— begin —

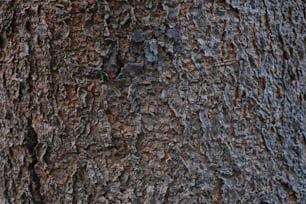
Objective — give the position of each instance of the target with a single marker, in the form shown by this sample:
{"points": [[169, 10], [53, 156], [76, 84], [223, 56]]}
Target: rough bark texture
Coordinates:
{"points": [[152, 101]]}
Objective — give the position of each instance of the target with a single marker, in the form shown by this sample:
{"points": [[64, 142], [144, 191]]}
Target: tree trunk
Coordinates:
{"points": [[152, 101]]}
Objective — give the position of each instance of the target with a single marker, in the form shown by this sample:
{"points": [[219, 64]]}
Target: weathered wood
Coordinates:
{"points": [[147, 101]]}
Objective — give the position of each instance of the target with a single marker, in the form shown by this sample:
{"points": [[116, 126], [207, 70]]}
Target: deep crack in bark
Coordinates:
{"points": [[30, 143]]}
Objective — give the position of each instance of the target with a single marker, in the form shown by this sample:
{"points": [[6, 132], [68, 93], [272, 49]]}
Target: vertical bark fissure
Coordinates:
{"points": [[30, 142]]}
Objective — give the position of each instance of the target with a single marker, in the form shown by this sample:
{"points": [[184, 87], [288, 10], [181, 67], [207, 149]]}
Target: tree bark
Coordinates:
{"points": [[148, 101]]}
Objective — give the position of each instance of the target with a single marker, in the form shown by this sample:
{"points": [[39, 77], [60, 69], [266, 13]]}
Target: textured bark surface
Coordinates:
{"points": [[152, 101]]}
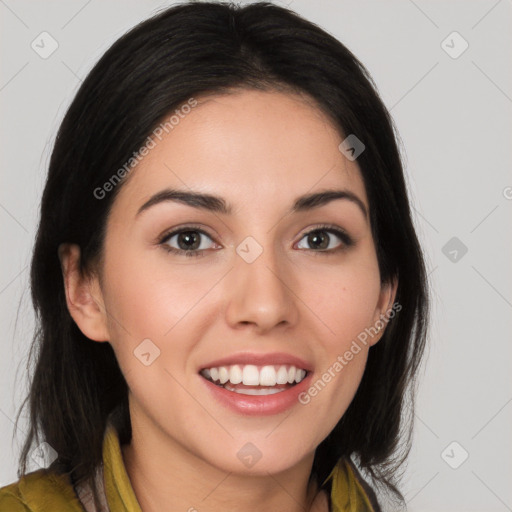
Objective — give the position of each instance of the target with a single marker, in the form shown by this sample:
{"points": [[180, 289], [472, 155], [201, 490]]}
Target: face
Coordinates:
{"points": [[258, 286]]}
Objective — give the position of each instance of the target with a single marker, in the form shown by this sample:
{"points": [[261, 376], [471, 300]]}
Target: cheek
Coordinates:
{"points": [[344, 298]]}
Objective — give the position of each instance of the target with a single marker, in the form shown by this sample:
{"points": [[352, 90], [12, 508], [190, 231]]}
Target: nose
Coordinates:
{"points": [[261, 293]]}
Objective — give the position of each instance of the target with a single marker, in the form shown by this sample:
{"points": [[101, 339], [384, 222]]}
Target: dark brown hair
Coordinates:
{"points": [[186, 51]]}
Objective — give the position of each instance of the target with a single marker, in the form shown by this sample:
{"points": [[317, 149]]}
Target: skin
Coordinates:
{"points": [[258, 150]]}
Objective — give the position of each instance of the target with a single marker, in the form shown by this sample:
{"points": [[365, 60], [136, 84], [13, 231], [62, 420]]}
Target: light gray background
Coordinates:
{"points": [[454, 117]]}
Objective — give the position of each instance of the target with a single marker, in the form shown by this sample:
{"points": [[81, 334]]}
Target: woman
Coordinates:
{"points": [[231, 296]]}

— end —
— begin —

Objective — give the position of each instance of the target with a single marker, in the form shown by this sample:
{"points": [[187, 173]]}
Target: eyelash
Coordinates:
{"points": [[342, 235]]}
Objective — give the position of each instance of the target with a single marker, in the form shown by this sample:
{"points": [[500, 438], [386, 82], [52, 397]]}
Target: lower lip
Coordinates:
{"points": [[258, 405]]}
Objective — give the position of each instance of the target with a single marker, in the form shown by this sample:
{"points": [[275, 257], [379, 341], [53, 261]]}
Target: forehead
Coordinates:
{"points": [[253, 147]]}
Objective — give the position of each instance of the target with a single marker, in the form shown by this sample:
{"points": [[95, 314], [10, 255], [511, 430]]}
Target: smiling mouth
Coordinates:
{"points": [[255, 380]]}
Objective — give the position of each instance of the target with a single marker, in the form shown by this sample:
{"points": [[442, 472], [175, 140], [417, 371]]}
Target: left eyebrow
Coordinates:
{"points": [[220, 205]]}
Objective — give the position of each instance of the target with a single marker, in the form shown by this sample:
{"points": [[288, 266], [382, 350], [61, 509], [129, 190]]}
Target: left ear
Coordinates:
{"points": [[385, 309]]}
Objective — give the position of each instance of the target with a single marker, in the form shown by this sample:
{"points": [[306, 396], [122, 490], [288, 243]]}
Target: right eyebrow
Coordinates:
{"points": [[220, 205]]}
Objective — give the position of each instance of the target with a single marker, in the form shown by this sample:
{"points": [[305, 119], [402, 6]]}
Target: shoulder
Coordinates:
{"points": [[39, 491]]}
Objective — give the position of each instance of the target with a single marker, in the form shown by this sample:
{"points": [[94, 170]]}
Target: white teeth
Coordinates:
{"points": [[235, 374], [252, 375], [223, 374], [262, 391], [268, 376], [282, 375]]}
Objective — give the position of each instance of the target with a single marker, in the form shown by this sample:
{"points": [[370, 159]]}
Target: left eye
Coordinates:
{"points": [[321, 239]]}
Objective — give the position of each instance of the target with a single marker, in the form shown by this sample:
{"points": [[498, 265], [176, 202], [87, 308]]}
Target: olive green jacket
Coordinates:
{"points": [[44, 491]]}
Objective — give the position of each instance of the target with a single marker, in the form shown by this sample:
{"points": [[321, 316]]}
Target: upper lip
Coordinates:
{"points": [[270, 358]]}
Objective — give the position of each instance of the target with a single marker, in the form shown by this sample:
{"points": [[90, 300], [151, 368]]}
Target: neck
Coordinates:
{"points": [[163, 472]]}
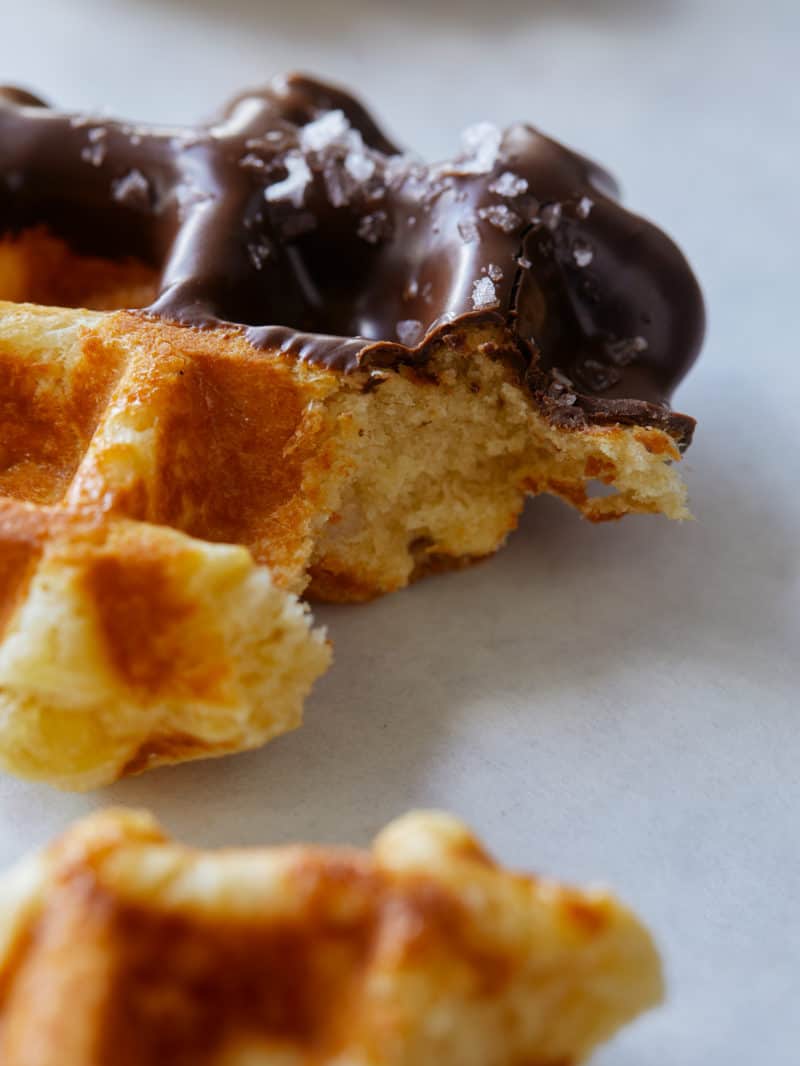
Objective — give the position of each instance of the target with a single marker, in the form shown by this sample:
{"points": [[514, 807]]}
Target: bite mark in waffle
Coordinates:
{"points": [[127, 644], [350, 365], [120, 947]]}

— end —

PROBLEM DETAILS - How many lines of the material above contain the string "eyebrow"? Reply with the number alone.

EXPECTED ANSWER - 2